Available data:
==============================
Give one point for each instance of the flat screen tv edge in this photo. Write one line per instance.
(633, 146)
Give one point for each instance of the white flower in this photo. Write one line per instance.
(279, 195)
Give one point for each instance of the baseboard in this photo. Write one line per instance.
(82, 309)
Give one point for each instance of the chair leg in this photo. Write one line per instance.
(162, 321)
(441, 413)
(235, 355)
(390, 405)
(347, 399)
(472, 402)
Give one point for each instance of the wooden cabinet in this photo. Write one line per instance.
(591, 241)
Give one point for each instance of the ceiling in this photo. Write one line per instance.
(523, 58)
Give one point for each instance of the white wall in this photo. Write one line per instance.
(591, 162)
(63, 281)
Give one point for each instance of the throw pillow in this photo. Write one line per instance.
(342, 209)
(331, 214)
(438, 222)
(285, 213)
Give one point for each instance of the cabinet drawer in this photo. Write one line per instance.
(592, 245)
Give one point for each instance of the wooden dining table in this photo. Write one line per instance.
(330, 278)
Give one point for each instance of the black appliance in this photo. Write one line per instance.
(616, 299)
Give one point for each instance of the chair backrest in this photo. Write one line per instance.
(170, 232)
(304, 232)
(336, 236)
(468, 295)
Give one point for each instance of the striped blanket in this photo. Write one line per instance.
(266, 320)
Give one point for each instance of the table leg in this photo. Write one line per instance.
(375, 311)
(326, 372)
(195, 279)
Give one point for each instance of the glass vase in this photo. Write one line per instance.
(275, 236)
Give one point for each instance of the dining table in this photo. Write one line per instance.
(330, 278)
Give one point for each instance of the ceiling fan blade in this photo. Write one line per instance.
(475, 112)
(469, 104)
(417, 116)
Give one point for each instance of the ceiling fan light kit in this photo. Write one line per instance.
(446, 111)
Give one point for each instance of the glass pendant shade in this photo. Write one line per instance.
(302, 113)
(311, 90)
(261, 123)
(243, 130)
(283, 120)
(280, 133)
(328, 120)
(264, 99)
==============================
Print all of the items above once more, line for line and in their original order, without changing anything.

Solution for this task:
Give one point for each instance of the flat screen tv edge in this photo. Write one line per instance.
(633, 146)
Give one point for each instance of the white flower in this photo. Write one line per instance.
(279, 195)
Give one point for each instance of the baseboard in this photo. Write one line per instance.
(82, 309)
Give one point for each instance of the chair leg in this photo. Write one line per instance.
(162, 321)
(441, 413)
(235, 355)
(390, 405)
(347, 399)
(472, 402)
Give one point for each instance of the wooden cabinet in this photo. Write one line per instance.
(591, 241)
Give one point for each instance of the ceiling in this photo. Write one line per instance.
(523, 58)
Give one point for each instance of the white wall in this photo. Write one line per instance.
(591, 162)
(63, 281)
Give one point for each instance of the throw pillow in this photo. Write one line per instance.
(342, 209)
(331, 214)
(438, 222)
(285, 213)
Give one point for each instance of the cabinet drawer in this photo. Write one line per instance.
(592, 245)
Give one point for each instance of the wooden dining table in this photo. Write one line per instance.
(330, 278)
Give one point for each instance of the black appliance in this photo. Write one line per instance.
(616, 299)
Give one point for each instance of the chair backrest in this photo. Write one line per instance.
(170, 232)
(304, 232)
(336, 236)
(468, 295)
Give one point for each instance of the striped blanket in this photo. Write one line per instance.
(266, 320)
Give one point for each instance of the table leg in this photo. Write one line per instance.
(375, 311)
(326, 372)
(195, 279)
Give one point for each instance of the glass vase in this photo. Write one line per instance.
(275, 236)
Give one point for each instance of the dining table in this photo. Write one line per instance.
(330, 278)
Give one point for each instance of the ceiling fan blade in this photo. Write one line per instance.
(475, 112)
(469, 104)
(417, 116)
Give one point for each instance of the ceiling fan light kit in this photo. Write one line per instance.
(446, 111)
Give one point for each instance of the glass pendant shade in this photo. Write one line per instance.
(302, 113)
(311, 90)
(261, 123)
(243, 130)
(283, 120)
(280, 133)
(328, 120)
(264, 99)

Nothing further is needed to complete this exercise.